→ Entries provided
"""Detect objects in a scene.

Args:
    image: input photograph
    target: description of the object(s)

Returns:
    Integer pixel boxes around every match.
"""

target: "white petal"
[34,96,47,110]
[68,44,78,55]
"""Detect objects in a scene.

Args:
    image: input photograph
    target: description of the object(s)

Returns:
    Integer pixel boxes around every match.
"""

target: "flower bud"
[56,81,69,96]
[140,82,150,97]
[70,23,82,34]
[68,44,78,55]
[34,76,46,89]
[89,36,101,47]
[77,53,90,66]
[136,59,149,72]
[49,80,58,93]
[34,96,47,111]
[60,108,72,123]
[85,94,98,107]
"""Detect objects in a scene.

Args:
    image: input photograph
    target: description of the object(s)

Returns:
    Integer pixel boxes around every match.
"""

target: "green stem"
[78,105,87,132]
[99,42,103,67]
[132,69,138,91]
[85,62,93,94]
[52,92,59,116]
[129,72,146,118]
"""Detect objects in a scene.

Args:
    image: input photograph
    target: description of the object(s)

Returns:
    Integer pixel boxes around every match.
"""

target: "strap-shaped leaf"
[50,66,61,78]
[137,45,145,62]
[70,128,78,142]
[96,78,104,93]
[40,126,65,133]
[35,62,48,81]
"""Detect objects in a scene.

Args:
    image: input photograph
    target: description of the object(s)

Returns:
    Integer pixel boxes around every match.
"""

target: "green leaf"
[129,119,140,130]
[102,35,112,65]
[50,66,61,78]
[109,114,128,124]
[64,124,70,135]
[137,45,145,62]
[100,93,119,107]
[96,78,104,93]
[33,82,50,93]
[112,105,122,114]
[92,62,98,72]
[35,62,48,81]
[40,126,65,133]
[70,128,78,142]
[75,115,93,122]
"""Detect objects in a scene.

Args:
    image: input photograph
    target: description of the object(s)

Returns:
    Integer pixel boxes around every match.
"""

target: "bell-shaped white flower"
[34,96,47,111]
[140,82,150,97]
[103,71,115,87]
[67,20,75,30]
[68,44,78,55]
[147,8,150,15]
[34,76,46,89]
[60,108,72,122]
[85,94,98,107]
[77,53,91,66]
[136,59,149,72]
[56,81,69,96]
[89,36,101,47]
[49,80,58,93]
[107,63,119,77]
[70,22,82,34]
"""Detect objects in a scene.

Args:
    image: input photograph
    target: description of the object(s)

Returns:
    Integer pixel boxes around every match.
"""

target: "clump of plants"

→ Exercise
Count the lines in the records above that contain the string "shaped", and reply with the number alone.

→ Response
2